• Task item:
Set down exactly the lines that run from the line with "the white wall." to the end of the data, and nothing else.

The data Start Marker

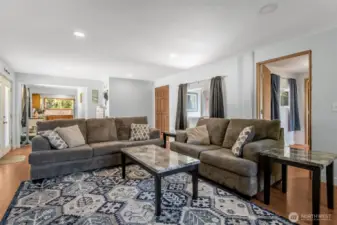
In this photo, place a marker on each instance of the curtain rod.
(198, 81)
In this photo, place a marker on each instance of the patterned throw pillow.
(198, 135)
(54, 139)
(140, 132)
(246, 135)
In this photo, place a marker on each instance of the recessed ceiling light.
(173, 55)
(79, 34)
(269, 8)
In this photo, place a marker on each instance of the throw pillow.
(140, 132)
(71, 135)
(198, 135)
(54, 139)
(246, 135)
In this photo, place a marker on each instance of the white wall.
(6, 71)
(234, 68)
(128, 97)
(241, 82)
(31, 79)
(82, 111)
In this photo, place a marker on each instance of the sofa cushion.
(246, 135)
(52, 156)
(71, 135)
(190, 149)
(54, 139)
(198, 135)
(101, 130)
(52, 124)
(264, 129)
(106, 148)
(123, 126)
(140, 132)
(225, 159)
(216, 128)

The data End Marker

• Solved problem:
In this photo, place a marker on each instance of the white wall.
(6, 71)
(234, 68)
(128, 97)
(241, 82)
(31, 79)
(82, 111)
In this photo, place a marker on each instance of the sofa cushion.
(246, 135)
(52, 156)
(71, 135)
(190, 149)
(54, 139)
(198, 135)
(101, 130)
(52, 124)
(264, 129)
(106, 148)
(123, 126)
(140, 132)
(225, 159)
(216, 128)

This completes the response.